Rewrite the lines from the line containing "dark head in" through the line containing "x=253, y=138", both included, replacing "marten's" with "animal's" and leaving all else unchanged.

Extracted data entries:
******
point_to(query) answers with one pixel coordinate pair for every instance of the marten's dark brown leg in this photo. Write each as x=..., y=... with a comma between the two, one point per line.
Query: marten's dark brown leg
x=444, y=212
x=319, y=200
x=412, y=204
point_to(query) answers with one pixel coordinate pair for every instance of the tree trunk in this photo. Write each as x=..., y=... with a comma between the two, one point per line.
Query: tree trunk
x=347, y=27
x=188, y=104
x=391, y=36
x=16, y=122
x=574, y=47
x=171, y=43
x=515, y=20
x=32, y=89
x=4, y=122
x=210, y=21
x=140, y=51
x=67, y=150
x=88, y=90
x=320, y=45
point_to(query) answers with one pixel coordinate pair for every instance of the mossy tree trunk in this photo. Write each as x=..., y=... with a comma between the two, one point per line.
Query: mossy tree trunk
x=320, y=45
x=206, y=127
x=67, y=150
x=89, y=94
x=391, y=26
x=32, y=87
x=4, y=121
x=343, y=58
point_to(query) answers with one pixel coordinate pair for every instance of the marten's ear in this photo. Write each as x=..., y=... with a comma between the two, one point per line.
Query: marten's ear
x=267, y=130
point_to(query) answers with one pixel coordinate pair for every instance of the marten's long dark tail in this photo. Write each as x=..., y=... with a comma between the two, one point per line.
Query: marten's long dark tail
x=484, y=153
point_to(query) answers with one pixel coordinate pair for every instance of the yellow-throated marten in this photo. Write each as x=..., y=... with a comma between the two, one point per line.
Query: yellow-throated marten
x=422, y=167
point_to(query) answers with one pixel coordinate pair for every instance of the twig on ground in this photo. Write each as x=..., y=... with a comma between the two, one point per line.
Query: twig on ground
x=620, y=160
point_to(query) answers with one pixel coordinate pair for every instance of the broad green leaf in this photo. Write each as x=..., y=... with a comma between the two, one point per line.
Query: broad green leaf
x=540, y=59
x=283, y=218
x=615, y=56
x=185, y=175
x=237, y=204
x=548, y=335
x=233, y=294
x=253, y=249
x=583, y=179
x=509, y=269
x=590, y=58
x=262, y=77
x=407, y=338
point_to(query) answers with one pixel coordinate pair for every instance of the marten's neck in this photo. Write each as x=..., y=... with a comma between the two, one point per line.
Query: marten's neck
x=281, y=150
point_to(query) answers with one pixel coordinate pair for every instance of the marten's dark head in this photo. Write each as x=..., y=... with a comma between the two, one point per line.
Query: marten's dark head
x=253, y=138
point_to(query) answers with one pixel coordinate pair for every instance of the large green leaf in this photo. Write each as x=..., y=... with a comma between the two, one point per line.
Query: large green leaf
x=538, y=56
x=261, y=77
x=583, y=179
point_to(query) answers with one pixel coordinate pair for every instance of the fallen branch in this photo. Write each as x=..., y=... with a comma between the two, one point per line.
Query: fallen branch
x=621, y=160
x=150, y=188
******
_EXERCISE OUTPUT_:
point_to(query) answers with one pixel coordinate pair for every instance of the animal's dark head in this photo. Write each as x=..., y=... with a comma between the two, one point per line.
Query: animal's dark head
x=253, y=138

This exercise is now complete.